Copy the listing below word for word, from its first line through the line containing "positive clicks: (28, 210)", both included.
·····
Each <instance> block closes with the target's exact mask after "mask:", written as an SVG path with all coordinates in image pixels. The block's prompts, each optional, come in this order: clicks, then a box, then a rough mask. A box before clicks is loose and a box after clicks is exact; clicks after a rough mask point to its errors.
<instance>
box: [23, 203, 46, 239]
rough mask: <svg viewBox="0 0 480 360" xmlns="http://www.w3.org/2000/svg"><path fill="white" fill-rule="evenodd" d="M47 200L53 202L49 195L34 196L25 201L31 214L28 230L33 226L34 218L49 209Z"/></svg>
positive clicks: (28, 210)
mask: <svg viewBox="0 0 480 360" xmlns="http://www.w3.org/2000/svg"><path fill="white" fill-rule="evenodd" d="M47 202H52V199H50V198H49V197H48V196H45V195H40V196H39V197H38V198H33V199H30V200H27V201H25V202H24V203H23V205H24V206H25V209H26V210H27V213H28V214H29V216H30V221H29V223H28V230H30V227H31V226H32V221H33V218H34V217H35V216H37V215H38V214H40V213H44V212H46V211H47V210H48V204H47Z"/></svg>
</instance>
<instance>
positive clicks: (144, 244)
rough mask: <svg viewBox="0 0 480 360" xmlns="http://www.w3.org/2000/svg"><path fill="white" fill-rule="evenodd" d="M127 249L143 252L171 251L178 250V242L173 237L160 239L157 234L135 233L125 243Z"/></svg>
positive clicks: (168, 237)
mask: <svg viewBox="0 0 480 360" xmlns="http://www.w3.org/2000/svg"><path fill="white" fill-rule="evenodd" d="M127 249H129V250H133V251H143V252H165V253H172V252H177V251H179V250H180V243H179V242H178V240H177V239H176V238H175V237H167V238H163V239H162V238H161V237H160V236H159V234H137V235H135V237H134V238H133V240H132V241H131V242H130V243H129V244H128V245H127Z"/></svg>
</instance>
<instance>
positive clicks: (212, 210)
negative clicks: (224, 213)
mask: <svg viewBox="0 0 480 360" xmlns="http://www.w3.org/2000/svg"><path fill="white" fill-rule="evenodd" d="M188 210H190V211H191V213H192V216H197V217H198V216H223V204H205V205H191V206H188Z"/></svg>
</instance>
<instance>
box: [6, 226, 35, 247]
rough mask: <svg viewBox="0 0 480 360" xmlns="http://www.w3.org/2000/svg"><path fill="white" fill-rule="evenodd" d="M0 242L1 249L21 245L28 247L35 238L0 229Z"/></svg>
·····
| YOUR RESPONSE |
Each <instance> block closes with the target's exact mask after "mask:", written as an SVG path with all coordinates in image pixels. The block's prompts, each optional, come in this order: clicks, then a box, then a rough mask. A box before clicks is loose and a box after clicks is exact; clicks after a rough mask point to its errors.
<instance>
box: [23, 203, 46, 239]
rough mask: <svg viewBox="0 0 480 360" xmlns="http://www.w3.org/2000/svg"><path fill="white" fill-rule="evenodd" d="M47 200L53 202L49 195L34 196L25 201L31 214L28 230L33 226L34 218L49 209Z"/></svg>
positive clicks: (28, 210)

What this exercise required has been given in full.